Required work: Reproduce every line of the listing below without changing a character.

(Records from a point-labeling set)

──────

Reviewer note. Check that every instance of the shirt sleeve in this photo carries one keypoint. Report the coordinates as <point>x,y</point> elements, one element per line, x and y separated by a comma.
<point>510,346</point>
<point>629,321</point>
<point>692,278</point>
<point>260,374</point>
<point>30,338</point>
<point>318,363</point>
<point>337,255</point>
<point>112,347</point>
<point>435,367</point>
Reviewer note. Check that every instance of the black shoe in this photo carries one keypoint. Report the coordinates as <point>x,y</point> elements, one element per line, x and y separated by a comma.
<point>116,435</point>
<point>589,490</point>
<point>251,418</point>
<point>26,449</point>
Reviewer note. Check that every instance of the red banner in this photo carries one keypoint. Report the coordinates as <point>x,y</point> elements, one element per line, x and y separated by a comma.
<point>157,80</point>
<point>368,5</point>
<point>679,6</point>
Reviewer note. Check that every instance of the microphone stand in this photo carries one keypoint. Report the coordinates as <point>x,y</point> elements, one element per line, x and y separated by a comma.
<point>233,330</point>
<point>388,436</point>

──────

Task solution:
Reviewer note. Check that every instance of the shirt sleeve in this photo carries one keypoint. Report the coordinates as <point>x,y</point> elements, one element per line, x and y separated by a comma.
<point>510,346</point>
<point>629,321</point>
<point>692,278</point>
<point>260,374</point>
<point>30,338</point>
<point>318,363</point>
<point>337,255</point>
<point>112,347</point>
<point>435,367</point>
Reviewer note. Check that every instance of the black shoe in this photo carries one keypoint. Report the coordinates as <point>x,y</point> elements, one element per line, x and y separated by a comma.
<point>116,435</point>
<point>589,490</point>
<point>251,418</point>
<point>26,449</point>
Reviewer note. Check that every instance of the red banner in this photo carries one keypoint. Report the coordinates as <point>x,y</point> elements, one element per line, x and y separated by a comma.
<point>157,80</point>
<point>368,5</point>
<point>679,6</point>
Reviewer note. Check that every instance of the microphone stand in this photo carries one keypoint. Report the coordinates as <point>x,y</point> elements, one element per line, x and y separated by a comma.
<point>233,330</point>
<point>388,436</point>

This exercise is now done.